Video by Slayer
- Released: October 31, 1995 (VHS) August 17, 2010 (DVD)
- Recorded: March 12, 1995
- Venues: Mesa Amphitheatre (Mesa, AZ)
- Genre: Thrash metal
- Length: 58:35
- Label: American
- Director: Phil Tuckett

Slayer chronology
|  | Live Intrusion (1995) | War at the Warfield (2003) |

= Live Intrusion =

Live Intrusion is a home video by Slayer which was released in 1995 through American Recordings and filmed at the Mesa Amphitheatre in Mesa, Arizona, on March 12, 1995. The video features a cover of the Venom song "Witching Hour" performed by Slayer with assistance from Chris Kontos and Robb Flynn of Machine Head. It was reissued on DVD on August 17, 2010. Live Intrusion received positive reception from the few critics that reviewed the video.

━━━━━━━━

Task brief -
Write out everything in the Live Intrusion text from "- Genre: Thrash" down to "reviewed the video.", swapping "home video" for "concert film".

Dataset excerpts on object pointing
━━━━━━━━

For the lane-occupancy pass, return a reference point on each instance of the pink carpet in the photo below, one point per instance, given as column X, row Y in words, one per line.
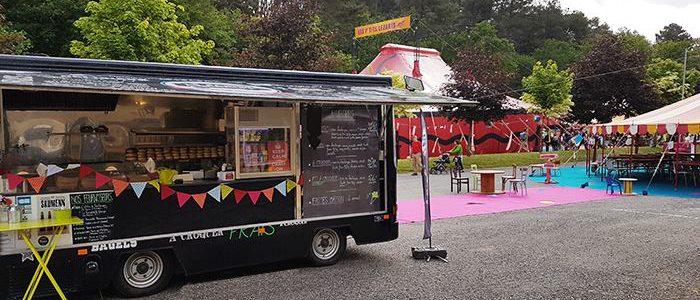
column 465, row 204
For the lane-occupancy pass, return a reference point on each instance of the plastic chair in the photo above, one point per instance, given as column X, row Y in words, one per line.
column 456, row 180
column 476, row 178
column 519, row 185
column 612, row 184
column 505, row 178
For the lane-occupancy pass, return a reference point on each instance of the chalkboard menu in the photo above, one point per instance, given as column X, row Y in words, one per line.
column 340, row 154
column 96, row 210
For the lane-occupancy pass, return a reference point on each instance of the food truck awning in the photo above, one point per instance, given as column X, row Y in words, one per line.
column 121, row 77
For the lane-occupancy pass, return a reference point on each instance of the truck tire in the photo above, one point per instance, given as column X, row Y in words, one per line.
column 143, row 273
column 327, row 247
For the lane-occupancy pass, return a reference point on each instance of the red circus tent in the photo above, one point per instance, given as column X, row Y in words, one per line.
column 499, row 137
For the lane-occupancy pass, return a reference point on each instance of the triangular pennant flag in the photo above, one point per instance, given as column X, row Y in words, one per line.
column 72, row 166
column 155, row 184
column 119, row 186
column 215, row 193
column 37, row 182
column 199, row 198
column 269, row 193
column 138, row 188
column 254, row 196
column 14, row 180
column 101, row 180
column 282, row 188
column 165, row 191
column 290, row 185
column 182, row 198
column 225, row 190
column 238, row 195
column 53, row 169
column 85, row 171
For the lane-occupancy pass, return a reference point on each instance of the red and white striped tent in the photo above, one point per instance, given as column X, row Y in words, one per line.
column 681, row 117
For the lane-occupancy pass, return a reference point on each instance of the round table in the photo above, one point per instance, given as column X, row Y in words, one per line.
column 627, row 186
column 488, row 181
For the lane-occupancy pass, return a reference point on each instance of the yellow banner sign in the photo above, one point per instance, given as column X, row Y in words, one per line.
column 383, row 27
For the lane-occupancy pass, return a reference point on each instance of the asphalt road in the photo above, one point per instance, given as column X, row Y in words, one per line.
column 629, row 248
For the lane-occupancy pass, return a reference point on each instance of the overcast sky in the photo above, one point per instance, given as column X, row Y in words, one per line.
column 645, row 16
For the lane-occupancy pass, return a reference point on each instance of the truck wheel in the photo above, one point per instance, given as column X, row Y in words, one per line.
column 327, row 247
column 143, row 273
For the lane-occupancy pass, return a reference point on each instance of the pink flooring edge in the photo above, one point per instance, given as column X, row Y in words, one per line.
column 466, row 204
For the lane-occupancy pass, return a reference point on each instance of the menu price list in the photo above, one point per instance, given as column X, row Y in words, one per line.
column 96, row 210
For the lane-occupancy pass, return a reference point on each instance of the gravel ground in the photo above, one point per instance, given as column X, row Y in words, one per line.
column 629, row 248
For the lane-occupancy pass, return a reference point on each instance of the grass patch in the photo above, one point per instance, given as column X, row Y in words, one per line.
column 520, row 159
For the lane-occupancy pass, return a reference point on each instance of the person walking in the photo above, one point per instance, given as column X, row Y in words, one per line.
column 416, row 149
column 457, row 151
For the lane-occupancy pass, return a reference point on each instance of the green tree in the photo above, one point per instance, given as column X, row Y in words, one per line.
column 47, row 23
column 289, row 35
column 563, row 52
column 548, row 89
column 673, row 32
column 220, row 26
column 611, row 83
column 11, row 41
column 139, row 30
column 667, row 77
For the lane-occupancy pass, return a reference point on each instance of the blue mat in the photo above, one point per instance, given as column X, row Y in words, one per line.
column 662, row 186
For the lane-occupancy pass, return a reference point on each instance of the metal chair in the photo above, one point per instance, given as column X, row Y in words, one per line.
column 456, row 180
column 476, row 178
column 612, row 184
column 519, row 185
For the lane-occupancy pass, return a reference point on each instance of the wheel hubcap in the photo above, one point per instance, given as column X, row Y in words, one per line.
column 326, row 244
column 142, row 270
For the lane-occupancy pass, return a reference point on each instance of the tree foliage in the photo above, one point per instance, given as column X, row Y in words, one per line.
column 47, row 23
column 139, row 30
column 548, row 89
column 611, row 83
column 11, row 41
column 478, row 76
column 666, row 75
column 674, row 33
column 289, row 36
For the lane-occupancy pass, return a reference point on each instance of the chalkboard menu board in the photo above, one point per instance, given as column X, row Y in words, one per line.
column 340, row 154
column 96, row 210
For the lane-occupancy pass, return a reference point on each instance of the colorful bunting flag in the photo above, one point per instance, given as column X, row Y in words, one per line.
column 182, row 198
column 225, row 191
column 238, row 195
column 119, row 186
column 165, row 192
column 53, row 169
column 85, row 171
column 14, row 180
column 215, row 193
column 101, row 180
column 138, row 188
column 282, row 188
column 155, row 184
column 290, row 185
column 72, row 166
column 199, row 198
column 254, row 196
column 269, row 193
column 37, row 182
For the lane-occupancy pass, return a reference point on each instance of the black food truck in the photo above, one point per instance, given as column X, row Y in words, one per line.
column 191, row 169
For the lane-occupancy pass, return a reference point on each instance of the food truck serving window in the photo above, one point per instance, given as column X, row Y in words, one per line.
column 264, row 141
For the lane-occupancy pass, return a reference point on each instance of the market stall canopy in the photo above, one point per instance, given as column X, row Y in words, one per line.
column 123, row 77
column 682, row 116
column 434, row 72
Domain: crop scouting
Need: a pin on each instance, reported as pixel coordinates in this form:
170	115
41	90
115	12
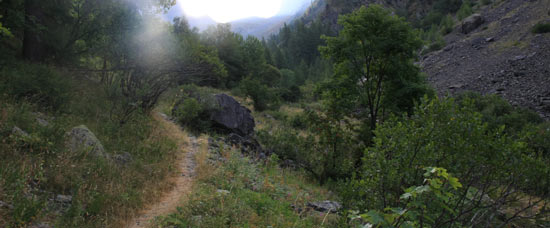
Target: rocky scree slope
501	56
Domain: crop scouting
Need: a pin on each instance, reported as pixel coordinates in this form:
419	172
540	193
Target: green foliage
423	202
373	57
325	147
240	193
4	32
445	134
263	97
35	83
465	10
192	107
541	28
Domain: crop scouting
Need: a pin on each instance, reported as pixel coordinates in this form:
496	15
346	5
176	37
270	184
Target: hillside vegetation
325	124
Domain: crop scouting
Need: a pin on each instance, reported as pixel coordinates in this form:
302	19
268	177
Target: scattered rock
123	158
518	57
42	119
40	225
325	206
472	22
19	132
223	192
82	139
233	116
63	199
456	86
6	205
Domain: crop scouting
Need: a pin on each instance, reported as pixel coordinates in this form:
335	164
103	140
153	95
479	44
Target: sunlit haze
230	10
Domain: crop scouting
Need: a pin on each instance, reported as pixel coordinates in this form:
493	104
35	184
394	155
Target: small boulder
232	116
325	206
63	199
472	22
19	132
81	139
123	158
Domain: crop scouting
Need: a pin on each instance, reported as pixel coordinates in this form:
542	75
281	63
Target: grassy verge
232	191
36	169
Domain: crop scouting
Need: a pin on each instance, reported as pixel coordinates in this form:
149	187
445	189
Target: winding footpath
188	147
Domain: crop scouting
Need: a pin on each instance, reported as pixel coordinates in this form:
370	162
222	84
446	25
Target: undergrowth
36	168
233	191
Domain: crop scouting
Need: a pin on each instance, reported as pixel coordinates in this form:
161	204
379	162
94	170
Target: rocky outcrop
19	132
505	59
81	139
471	23
232	116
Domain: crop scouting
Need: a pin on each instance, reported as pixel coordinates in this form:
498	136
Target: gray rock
63	199
19	132
41	225
232	116
519	57
6	205
472	22
42	119
223	192
325	206
123	158
81	139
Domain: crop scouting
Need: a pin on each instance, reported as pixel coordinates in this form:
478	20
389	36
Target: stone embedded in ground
81	139
64	199
19	132
472	22
232	116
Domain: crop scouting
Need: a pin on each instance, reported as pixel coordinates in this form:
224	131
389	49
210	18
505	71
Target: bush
193	108
465	10
263	97
541	28
35	83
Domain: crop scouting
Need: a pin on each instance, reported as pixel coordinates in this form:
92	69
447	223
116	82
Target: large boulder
472	22
81	139
232	116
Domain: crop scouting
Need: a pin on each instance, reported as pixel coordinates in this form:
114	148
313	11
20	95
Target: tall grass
34	169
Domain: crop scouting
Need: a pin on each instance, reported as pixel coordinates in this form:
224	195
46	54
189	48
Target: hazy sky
231	10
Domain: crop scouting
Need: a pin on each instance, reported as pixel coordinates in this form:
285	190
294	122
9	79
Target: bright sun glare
230	10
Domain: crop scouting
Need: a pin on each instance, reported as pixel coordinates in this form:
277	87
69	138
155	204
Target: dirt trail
188	146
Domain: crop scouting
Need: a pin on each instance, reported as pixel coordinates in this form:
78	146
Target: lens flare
224	11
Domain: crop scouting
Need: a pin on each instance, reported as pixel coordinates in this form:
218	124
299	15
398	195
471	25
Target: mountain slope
501	57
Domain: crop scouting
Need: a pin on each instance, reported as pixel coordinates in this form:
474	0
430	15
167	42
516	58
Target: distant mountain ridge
255	26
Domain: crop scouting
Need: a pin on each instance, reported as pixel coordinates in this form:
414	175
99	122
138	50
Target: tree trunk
33	49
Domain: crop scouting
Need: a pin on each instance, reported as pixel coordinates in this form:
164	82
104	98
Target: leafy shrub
423	203
36	83
292	94
193	107
486	2
263	97
541	28
444	134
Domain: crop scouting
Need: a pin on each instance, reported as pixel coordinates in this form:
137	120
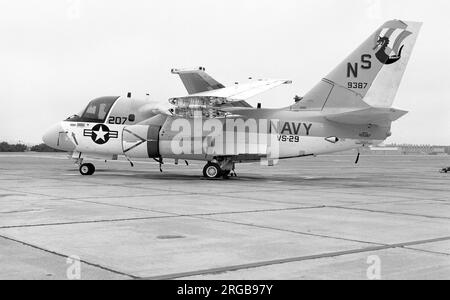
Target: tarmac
311	218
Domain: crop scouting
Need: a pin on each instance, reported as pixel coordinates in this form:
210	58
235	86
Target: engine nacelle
141	141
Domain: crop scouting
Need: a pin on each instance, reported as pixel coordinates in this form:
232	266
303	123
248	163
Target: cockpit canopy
96	111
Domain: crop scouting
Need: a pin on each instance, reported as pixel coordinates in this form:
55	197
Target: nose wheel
214	170
87	169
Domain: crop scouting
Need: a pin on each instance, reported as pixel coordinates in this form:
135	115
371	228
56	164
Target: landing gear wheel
87	169
212	170
226	174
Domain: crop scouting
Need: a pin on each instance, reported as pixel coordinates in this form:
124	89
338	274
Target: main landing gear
216	170
87	169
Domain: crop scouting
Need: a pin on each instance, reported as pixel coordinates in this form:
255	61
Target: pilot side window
98	110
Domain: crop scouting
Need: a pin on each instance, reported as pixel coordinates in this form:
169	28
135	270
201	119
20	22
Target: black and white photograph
224	146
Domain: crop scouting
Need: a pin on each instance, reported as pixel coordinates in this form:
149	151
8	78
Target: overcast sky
56	55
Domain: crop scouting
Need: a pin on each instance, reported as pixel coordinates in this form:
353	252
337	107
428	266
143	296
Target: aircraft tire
212	170
87	169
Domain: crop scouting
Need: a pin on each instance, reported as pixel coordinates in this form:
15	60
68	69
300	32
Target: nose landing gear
216	170
87	169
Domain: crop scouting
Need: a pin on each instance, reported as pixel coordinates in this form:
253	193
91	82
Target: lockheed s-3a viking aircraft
348	109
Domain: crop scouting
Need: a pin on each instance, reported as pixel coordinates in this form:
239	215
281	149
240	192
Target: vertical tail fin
371	75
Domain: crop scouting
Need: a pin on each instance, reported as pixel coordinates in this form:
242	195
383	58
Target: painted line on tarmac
291	260
66	256
388	212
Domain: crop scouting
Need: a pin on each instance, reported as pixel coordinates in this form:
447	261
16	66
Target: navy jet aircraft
348	109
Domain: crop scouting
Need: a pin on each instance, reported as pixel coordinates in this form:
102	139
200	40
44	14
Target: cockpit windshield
96	111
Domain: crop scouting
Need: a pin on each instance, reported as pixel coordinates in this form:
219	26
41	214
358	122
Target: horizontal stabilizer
372	115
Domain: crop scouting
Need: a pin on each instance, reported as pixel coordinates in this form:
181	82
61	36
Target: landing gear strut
87	169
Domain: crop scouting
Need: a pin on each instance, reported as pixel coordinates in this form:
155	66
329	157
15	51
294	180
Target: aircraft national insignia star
101	134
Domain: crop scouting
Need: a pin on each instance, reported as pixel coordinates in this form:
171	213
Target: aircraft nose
51	136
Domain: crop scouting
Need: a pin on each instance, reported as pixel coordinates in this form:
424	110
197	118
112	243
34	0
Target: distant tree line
6	147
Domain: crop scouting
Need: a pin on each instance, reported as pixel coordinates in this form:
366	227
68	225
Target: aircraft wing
372	115
197	80
199	84
244	91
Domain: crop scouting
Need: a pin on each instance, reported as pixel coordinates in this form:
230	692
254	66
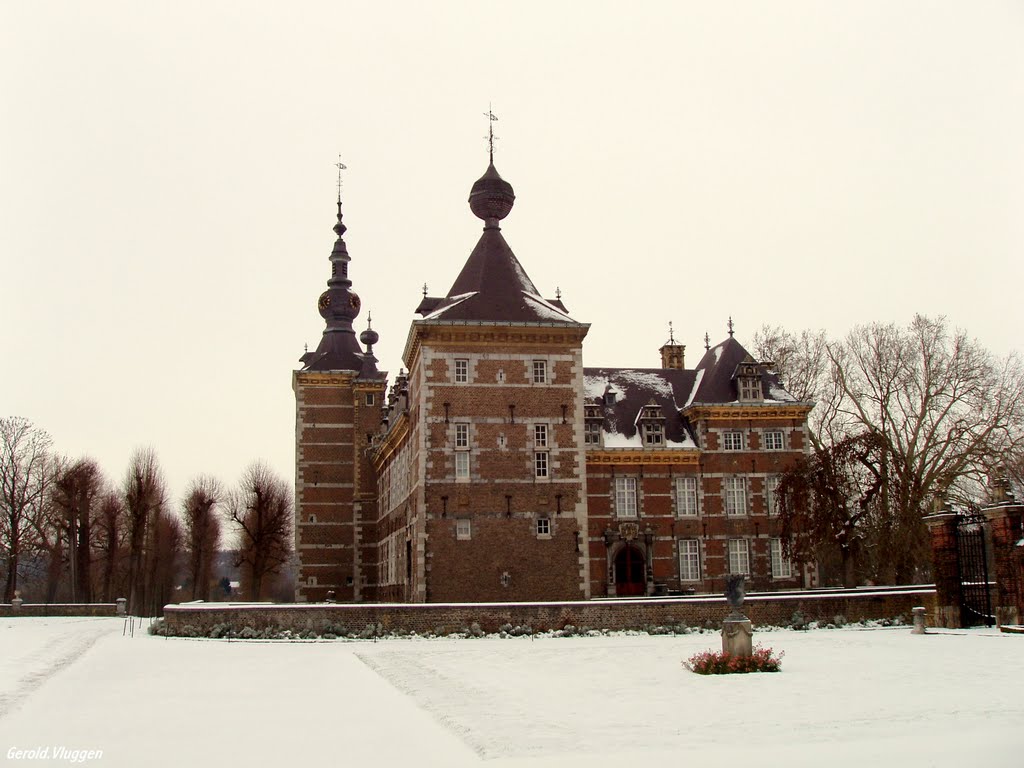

━━━━━━━━

Worked solution -
- Genre: Thrash metal
- Length: 58:35
- Label: American
- Director: Phil Tuckett

Slayer chronology
|  | Live Intrusion (1995) | War at the Warfield (2003) |

= Live Intrusion =

Live Intrusion is a concert film by Slayer which was released in 1995 through American Recordings and filmed at the Mesa Amphitheatre in Mesa, Arizona, on March 12, 1995. The video features a cover of the Venom song "Witching Hour" performed by Slayer with assistance from Chris Kontos and Robb Flynn of Machine Head. It was reissued on DVD on August 17, 2010. Live Intrusion received positive reception from the few critics that reviewed the video.